◆ **INPUT RECORDS**
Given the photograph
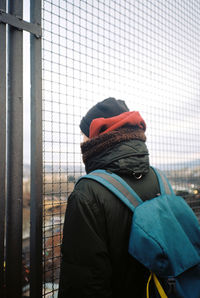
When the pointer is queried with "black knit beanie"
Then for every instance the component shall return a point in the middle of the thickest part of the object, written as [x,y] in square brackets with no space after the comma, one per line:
[107,108]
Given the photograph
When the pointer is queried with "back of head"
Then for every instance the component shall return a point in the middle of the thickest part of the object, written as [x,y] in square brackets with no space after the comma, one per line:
[108,108]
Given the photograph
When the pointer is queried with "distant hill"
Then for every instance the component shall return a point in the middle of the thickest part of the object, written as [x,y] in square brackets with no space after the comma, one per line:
[179,165]
[80,169]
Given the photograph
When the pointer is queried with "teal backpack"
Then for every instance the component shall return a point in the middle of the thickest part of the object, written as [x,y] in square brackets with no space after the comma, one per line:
[164,237]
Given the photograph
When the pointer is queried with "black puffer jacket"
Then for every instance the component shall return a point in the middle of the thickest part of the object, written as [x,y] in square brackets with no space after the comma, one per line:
[95,260]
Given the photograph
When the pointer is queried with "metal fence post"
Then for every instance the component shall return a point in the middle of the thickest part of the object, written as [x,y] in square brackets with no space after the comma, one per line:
[3,143]
[36,157]
[15,156]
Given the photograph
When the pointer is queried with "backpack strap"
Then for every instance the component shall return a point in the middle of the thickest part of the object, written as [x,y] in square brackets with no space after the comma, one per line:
[165,186]
[117,186]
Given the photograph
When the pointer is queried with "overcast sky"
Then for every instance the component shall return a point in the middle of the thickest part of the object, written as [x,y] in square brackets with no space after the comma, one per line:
[146,54]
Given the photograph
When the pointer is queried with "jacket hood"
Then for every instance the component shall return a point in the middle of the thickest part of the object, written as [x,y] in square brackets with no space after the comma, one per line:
[126,157]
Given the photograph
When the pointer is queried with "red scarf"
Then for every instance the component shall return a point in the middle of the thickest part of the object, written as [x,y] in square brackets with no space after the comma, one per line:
[109,124]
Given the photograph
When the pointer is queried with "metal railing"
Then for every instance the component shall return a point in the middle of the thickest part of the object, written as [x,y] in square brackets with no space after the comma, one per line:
[144,52]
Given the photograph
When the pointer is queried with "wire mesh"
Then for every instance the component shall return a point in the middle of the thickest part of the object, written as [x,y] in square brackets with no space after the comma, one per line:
[145,52]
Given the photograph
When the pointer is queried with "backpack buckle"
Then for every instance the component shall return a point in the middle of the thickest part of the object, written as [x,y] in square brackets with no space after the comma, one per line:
[172,285]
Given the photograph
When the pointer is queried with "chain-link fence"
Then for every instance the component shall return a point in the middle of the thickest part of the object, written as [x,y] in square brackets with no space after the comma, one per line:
[144,52]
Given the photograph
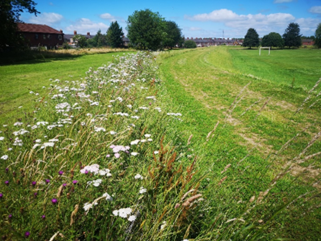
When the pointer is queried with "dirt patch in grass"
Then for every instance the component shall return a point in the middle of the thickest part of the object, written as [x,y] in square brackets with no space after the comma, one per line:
[307,174]
[285,105]
[255,141]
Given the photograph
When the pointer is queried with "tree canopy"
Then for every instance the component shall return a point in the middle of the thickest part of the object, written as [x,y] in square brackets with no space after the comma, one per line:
[173,35]
[114,35]
[273,40]
[317,42]
[251,38]
[146,29]
[189,44]
[291,36]
[80,40]
[10,11]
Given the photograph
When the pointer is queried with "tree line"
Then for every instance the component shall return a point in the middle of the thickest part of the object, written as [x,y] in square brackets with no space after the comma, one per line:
[290,38]
[146,30]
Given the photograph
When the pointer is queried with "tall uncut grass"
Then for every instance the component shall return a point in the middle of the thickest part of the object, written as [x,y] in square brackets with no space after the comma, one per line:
[103,158]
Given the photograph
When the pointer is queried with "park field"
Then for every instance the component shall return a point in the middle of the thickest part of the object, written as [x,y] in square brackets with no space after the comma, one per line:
[239,130]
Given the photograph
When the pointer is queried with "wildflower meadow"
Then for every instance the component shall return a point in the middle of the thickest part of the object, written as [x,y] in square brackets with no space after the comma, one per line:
[105,158]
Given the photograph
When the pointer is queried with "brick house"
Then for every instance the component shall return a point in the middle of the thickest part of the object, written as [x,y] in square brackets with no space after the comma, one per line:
[306,42]
[41,35]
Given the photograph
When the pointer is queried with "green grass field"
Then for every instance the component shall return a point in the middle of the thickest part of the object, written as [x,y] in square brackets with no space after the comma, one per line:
[17,80]
[206,85]
[241,108]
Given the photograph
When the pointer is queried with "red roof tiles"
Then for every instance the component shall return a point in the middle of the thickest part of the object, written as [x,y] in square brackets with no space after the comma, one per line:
[36,28]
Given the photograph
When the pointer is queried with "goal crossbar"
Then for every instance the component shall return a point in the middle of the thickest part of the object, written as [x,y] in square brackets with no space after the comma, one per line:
[264,48]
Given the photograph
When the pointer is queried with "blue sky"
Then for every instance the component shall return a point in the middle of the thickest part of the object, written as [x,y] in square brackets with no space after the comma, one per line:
[206,18]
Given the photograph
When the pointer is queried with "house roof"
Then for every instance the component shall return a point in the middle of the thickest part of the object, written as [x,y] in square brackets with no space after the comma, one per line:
[36,28]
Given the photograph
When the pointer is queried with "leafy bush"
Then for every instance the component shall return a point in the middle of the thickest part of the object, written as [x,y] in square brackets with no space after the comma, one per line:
[66,46]
[189,44]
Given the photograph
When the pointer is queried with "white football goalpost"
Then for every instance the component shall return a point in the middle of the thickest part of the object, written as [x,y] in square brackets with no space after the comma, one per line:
[264,48]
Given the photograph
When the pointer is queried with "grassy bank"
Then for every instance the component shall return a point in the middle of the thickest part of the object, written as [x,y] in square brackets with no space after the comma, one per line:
[17,80]
[193,149]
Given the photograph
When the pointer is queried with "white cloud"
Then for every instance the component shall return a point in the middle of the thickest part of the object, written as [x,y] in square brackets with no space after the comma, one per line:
[283,1]
[111,18]
[315,9]
[46,18]
[85,25]
[108,16]
[194,29]
[238,25]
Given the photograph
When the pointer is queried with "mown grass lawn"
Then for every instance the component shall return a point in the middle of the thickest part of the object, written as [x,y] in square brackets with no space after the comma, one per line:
[241,110]
[208,85]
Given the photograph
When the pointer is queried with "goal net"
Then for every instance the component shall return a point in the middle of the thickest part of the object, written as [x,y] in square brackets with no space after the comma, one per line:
[264,48]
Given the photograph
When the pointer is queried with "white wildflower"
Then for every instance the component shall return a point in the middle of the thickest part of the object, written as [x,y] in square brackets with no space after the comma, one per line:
[108,197]
[94,168]
[96,183]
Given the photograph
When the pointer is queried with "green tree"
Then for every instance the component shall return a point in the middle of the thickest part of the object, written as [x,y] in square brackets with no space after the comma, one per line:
[291,36]
[99,40]
[317,35]
[114,35]
[189,44]
[173,35]
[251,38]
[146,29]
[81,41]
[10,11]
[273,40]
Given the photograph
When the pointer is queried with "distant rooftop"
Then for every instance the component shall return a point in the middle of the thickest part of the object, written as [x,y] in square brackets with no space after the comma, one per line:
[37,28]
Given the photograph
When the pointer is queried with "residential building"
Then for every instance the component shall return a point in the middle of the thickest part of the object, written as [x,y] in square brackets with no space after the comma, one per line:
[40,35]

◆ **TASK BRIEF**
Tally the lines in the listing above that contain the string "distant", treating uppercase and lowercase letters as different. Give only the number.

◆ **ANSWER**
2